» Exercise materials
-=-=-=-=-

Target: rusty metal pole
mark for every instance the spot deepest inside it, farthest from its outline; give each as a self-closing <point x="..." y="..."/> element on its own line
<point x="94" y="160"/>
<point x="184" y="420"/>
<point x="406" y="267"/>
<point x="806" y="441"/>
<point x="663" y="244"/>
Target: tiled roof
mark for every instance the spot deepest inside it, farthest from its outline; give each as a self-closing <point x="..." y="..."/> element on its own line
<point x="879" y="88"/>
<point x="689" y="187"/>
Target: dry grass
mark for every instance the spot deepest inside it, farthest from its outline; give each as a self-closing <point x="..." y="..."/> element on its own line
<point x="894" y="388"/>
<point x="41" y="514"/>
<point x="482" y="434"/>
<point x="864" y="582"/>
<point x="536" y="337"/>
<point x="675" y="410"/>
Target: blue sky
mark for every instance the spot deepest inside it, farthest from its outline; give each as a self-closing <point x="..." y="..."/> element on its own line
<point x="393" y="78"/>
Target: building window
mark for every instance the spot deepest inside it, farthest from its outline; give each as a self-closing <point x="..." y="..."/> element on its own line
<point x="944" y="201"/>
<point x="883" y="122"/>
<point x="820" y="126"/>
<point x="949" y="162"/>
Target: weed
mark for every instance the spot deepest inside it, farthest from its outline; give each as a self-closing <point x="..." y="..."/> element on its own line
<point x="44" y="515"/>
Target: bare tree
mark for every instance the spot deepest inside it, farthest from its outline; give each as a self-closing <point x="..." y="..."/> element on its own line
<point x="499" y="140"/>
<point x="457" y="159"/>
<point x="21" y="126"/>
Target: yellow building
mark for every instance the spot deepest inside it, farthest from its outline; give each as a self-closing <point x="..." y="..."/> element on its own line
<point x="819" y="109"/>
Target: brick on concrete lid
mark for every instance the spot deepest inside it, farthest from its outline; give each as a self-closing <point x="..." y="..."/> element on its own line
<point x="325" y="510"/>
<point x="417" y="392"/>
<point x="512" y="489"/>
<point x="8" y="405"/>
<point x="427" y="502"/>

-=-=-=-=-

The reply should hold only the lines from the beginning of the listing to the line with "Target: yellow building", both ends included, unchanged.

Target: rusty metal pole
mark for every instance the spot deepest inside it, farthest from its outline; give each as a self-closing <point x="..." y="..."/> element on its own line
<point x="94" y="160"/>
<point x="184" y="420"/>
<point x="406" y="267"/>
<point x="806" y="441"/>
<point x="663" y="244"/>
Target: tiled roof
mark for every instance the spot deepest inside it, farthest from its outline; give each as a self-closing <point x="..." y="..."/> element on its own line
<point x="879" y="88"/>
<point x="689" y="187"/>
Target: dry grass
mark for every instance the spot deepest inside it, farthest from its outline; give each as a self-closing <point x="..." y="..."/> element on its own line
<point x="894" y="388"/>
<point x="41" y="514"/>
<point x="482" y="434"/>
<point x="864" y="582"/>
<point x="536" y="337"/>
<point x="675" y="410"/>
Target: blue sky
mark for every instance the spot deepest inside it, farthest from its outline; give each as a self-closing <point x="..." y="..."/> element on its own line
<point x="393" y="78"/>
Target: building window
mark for every instance the spot deepest inside it, farthest from its outline; give each as a self-closing <point x="..." y="..."/> element on its own line
<point x="944" y="201"/>
<point x="883" y="122"/>
<point x="820" y="126"/>
<point x="949" y="162"/>
Target: weed
mark for every instance the spot deepest inside it, farthest from its outline; give each as a self-closing <point x="..." y="..."/> element on its own line
<point x="44" y="515"/>
Target: bare tree
mark for every instance the spot deepest inside it, farthest from its outline; give each as a self-closing <point x="..." y="..."/> element on its own line
<point x="499" y="140"/>
<point x="457" y="159"/>
<point x="21" y="126"/>
Target: yellow building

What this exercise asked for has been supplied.